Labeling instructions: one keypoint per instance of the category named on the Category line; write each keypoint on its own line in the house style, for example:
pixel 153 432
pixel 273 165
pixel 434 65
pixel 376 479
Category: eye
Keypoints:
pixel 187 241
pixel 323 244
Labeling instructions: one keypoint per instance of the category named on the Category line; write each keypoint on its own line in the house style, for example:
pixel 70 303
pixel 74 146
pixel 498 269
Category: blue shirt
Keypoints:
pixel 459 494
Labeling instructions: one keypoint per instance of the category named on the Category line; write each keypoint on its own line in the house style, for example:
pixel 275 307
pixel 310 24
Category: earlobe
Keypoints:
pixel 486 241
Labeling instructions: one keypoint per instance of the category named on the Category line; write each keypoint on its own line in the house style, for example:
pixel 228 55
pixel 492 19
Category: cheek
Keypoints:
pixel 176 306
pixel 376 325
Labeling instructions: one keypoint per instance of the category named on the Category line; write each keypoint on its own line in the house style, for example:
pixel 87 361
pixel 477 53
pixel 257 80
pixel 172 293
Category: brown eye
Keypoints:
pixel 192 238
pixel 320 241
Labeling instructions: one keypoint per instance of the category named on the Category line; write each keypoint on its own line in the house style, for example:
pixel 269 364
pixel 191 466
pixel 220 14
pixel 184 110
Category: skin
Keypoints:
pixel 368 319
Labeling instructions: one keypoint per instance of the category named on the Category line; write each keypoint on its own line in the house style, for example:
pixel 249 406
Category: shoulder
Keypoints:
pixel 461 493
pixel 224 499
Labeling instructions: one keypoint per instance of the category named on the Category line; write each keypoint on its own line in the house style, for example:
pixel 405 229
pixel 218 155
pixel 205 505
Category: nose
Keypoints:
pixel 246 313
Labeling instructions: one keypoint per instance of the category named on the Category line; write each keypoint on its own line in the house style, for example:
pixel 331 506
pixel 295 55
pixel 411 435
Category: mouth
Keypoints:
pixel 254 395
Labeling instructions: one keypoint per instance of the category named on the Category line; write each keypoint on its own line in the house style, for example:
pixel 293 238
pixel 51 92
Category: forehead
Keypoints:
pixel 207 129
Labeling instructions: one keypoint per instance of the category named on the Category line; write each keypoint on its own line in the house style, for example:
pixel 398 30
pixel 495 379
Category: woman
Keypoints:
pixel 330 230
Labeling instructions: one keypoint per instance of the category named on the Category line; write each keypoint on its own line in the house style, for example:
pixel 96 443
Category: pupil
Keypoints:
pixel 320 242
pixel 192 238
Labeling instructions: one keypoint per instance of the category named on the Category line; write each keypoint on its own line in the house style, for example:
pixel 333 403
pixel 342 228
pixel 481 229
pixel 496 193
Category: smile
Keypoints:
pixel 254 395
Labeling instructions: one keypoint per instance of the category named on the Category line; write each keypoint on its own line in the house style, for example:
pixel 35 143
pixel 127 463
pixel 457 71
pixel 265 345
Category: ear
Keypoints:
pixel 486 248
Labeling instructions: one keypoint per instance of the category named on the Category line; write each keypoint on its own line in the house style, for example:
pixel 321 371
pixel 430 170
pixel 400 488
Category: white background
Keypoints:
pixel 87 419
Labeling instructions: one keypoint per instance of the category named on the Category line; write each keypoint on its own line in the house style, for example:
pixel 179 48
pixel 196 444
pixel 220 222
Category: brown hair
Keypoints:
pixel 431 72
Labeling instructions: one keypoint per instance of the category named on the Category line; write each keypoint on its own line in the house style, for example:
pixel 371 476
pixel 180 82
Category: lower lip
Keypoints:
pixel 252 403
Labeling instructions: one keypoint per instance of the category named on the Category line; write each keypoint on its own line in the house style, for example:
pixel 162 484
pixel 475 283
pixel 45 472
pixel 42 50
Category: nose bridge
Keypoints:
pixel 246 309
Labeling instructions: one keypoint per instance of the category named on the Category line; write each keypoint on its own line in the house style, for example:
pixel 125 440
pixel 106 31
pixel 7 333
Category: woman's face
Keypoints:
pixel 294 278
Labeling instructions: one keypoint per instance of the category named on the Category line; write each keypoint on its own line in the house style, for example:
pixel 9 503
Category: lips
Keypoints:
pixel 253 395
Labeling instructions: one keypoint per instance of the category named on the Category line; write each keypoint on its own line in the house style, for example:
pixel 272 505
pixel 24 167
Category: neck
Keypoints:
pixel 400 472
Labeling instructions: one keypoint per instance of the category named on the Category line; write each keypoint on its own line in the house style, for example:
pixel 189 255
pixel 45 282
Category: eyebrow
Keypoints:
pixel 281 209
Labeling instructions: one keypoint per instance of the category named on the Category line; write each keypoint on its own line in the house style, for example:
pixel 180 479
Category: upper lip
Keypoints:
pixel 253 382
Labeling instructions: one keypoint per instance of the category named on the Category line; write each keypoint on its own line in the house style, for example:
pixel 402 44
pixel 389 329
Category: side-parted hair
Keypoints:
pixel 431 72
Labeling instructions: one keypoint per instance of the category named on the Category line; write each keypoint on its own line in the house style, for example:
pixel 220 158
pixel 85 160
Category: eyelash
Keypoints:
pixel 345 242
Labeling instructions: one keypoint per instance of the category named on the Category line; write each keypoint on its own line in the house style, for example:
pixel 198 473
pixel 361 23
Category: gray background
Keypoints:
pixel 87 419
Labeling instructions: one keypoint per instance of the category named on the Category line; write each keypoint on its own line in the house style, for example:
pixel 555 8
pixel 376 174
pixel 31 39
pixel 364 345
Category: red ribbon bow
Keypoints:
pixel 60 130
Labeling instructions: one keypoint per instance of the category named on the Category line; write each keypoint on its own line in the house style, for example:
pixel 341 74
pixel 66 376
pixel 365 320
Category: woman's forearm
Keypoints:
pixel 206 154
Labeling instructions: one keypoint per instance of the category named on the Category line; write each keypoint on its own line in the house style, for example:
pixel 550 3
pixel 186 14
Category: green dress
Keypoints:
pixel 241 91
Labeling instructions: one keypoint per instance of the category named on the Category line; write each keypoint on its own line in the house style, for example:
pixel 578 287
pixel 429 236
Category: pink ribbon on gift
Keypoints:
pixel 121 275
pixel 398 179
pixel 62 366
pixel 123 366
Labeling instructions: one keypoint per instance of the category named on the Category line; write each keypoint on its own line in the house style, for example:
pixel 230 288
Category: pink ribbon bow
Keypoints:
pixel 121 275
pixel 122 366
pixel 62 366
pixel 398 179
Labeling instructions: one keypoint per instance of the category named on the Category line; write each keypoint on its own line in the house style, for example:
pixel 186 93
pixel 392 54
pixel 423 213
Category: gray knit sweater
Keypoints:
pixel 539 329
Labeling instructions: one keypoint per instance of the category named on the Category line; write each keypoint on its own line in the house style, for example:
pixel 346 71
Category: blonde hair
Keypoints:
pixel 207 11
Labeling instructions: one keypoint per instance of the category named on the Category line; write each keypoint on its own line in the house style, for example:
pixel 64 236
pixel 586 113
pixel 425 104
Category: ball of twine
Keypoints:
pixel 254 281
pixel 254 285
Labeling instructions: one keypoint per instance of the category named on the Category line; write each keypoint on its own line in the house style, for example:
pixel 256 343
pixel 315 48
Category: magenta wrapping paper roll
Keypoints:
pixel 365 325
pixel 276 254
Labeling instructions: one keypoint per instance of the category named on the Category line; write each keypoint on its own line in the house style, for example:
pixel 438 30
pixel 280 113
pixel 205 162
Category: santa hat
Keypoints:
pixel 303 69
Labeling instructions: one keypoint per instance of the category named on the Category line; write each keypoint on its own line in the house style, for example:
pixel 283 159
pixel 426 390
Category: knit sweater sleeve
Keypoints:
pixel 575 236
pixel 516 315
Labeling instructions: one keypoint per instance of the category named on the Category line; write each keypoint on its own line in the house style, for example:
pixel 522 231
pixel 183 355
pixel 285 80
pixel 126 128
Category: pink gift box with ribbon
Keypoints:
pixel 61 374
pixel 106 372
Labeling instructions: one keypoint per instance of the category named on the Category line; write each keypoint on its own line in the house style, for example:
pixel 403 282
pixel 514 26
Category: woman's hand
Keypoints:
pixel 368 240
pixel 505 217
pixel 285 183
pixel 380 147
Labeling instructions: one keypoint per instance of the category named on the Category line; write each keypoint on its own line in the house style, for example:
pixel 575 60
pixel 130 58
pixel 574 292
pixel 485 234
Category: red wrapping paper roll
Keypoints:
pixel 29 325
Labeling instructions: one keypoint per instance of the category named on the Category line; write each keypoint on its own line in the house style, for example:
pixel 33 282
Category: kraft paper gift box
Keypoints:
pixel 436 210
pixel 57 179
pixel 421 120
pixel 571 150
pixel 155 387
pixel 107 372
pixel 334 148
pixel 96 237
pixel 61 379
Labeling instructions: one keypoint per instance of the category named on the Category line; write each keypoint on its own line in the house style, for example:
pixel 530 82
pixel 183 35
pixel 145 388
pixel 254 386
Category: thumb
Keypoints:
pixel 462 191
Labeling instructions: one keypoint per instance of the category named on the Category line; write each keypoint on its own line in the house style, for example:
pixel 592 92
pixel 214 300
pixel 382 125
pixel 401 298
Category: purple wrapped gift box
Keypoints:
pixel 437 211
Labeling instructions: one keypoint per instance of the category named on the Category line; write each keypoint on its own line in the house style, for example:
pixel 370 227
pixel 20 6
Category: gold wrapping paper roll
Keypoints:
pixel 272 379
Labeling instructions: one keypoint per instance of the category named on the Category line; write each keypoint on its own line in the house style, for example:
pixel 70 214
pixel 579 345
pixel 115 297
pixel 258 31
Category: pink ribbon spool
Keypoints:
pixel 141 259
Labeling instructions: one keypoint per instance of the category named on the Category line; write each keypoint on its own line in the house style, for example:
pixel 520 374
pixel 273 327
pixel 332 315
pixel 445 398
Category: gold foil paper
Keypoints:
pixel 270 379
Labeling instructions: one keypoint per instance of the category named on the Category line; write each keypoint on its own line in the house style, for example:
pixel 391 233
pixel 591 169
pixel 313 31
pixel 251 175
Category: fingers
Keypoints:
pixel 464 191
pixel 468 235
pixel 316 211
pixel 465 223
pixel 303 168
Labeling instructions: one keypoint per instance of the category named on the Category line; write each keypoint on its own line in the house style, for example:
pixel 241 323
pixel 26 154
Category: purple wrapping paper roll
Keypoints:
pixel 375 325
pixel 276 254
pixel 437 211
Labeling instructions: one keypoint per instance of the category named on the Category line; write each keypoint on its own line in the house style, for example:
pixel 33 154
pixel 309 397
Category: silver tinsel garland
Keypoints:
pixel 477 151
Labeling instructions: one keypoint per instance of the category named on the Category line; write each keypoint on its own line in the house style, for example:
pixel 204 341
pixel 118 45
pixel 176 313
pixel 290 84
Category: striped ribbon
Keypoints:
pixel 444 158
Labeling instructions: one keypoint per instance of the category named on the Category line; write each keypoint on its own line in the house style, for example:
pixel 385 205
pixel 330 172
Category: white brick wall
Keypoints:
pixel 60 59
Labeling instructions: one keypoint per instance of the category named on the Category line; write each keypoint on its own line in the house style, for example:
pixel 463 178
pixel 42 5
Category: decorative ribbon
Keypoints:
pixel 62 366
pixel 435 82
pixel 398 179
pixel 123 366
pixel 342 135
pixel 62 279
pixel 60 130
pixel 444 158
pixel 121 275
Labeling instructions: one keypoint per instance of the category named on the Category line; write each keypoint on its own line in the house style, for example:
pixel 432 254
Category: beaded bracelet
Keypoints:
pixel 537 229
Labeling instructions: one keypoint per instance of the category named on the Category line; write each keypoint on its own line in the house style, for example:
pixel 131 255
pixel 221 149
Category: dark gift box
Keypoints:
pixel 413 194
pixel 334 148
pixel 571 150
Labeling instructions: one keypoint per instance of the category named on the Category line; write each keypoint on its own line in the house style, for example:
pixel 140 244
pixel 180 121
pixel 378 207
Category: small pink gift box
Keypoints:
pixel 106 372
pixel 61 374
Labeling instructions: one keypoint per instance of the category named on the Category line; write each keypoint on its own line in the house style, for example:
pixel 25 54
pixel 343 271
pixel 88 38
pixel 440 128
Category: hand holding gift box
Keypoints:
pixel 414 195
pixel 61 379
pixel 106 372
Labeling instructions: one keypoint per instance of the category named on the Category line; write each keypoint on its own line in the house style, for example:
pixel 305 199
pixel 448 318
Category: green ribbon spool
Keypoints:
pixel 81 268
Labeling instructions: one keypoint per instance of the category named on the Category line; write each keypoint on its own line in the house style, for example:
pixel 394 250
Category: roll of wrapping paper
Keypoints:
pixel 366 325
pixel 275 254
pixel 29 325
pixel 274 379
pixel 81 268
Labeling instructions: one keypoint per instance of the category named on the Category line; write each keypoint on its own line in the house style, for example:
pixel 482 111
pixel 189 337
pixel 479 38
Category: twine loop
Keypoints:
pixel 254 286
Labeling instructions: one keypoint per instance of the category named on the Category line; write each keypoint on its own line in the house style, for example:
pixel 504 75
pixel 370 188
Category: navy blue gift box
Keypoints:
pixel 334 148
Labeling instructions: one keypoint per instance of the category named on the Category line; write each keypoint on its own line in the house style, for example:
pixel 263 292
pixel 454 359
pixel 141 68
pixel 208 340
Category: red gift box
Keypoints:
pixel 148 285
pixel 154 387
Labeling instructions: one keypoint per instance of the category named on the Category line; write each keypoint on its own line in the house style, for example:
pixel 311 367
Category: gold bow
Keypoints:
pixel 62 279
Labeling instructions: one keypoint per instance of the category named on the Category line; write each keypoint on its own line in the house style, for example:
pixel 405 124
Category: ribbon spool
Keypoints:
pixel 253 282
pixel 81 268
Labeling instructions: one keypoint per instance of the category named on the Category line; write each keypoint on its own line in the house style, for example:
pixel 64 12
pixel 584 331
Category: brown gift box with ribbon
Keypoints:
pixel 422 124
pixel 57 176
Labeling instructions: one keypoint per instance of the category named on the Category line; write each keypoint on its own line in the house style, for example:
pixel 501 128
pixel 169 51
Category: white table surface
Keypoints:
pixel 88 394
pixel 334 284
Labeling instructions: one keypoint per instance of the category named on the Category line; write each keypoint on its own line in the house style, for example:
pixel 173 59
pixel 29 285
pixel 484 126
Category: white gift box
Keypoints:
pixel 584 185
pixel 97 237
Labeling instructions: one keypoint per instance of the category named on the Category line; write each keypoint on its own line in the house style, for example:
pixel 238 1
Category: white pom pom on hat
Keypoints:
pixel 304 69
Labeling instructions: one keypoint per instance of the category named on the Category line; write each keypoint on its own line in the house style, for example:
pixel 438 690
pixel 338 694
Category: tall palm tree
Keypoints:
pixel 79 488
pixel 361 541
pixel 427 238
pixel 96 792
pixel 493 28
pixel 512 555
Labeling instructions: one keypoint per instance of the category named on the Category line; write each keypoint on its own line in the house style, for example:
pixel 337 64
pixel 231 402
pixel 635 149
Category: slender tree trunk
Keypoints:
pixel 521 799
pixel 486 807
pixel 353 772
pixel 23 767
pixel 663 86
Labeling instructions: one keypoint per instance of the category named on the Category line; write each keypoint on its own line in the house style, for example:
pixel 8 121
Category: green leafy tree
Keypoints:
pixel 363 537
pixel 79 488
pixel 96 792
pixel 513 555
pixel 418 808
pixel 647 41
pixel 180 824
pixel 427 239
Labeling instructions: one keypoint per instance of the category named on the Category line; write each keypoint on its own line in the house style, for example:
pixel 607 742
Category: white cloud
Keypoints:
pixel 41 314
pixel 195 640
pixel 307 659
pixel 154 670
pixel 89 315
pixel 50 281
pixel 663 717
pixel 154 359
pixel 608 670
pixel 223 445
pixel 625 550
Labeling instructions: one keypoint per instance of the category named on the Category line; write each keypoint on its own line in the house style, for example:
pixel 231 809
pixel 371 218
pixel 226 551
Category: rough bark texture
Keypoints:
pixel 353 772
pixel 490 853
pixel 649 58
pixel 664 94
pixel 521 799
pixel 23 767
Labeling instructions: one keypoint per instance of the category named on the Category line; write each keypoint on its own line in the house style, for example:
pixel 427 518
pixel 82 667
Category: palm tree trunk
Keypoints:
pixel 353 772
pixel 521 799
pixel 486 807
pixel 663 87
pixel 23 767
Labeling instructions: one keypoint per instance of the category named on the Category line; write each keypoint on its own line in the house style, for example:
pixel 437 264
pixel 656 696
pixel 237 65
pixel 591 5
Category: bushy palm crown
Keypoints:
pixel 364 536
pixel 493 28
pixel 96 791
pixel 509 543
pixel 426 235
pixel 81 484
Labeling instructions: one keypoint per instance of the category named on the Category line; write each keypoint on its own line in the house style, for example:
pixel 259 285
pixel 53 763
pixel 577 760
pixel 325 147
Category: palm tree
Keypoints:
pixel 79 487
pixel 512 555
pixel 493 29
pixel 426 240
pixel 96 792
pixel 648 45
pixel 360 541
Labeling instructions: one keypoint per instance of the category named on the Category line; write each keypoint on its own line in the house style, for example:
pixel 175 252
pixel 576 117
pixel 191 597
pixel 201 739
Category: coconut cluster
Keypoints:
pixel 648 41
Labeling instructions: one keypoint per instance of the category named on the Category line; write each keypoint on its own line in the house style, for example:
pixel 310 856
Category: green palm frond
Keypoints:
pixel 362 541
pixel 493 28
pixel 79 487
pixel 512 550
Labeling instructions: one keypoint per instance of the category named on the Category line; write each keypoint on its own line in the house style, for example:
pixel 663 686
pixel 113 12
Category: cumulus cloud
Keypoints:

******

AIM OF THE EXERCISE >>
Lay out the material above, from its start through the line containing "pixel 323 244", as a JSON list of strings. Give one string per line and leave out blank lines.

REPLY >>
[
  "Labeling instructions: one keypoint per instance of the category named on the Category line; write each keypoint on its own line in the house style, for example:",
  "pixel 153 432",
  "pixel 273 165",
  "pixel 434 65",
  "pixel 376 479",
  "Category: eye",
  "Keypoints:",
  "pixel 187 241",
  "pixel 323 244"
]